SUPPLIED INFORMATION:
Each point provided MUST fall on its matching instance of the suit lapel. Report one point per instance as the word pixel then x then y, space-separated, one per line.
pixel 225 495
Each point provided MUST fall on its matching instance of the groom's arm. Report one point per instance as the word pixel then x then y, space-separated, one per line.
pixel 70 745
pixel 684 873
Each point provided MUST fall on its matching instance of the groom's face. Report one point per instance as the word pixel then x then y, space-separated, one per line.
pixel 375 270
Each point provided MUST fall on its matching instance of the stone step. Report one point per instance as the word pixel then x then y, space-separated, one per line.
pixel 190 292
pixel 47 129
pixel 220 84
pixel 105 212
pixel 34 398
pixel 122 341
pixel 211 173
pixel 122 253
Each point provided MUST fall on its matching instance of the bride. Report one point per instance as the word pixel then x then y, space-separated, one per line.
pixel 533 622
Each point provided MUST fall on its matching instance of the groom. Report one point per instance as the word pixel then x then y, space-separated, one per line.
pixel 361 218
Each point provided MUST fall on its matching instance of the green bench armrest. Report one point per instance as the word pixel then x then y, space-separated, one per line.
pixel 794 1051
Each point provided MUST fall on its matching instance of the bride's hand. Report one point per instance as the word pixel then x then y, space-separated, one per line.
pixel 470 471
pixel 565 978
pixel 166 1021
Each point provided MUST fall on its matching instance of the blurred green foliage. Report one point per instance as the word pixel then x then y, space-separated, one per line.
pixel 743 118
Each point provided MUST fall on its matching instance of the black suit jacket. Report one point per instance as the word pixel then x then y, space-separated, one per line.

AIM OF THE TASK: Set down every entry once more, exactly as it was written above.

SOLUTION TO THIS EXERCISE:
Each point provided MUST fall on its matching instance of the suit lapel. Report one point per instance as the word pixel then x then y, space-separated, one per line.
pixel 225 495
Each point provided MUST fall on its matching instance of the groom's arm. Report one point per instance as the word pixel then x then y, space-separated, one per line.
pixel 70 745
pixel 684 873
Each point provided MUST fall on its matching instance of the groom's face. Report one point per instance as the word pixel then x then y, space-separated, one per line.
pixel 375 270
Each point provided MUST fall on its matching instance of the stone step. Report one point per instance as the word pixel then x then y, space-separated, one per line.
pixel 190 292
pixel 47 129
pixel 220 84
pixel 105 212
pixel 34 398
pixel 122 341
pixel 211 173
pixel 122 253
Each point provided MUST fall on its matching instance of the bride. Report one point per instance as the word pixel then x then y, space-separated, one per line.
pixel 533 622
Each point provided MUST fall on its matching instance of the groom. Report one point per instance as the word pixel then x then y, space-separated, one per line.
pixel 361 218
Each point provided MUST fall on its matching instance of the green bench armrest. Report one point per instance as the word pixel then x then y, space-separated, one per line.
pixel 794 1051
Each point provided MUST fall on its matching instance of the bride's hand. Report one point per instance as the word pixel then x then y, space-separated, one per line.
pixel 470 471
pixel 565 978
pixel 166 1021
Each point provided MUST fall on its matching instance of the blurred green foliage. Report one point per instance as the word pixel then x then y, space-separated, one per line.
pixel 743 118
Each point provided MUST fall on its matching instance of the black suit jacket. Report one point per instance as the word pixel then x then y, space-separated, one per line.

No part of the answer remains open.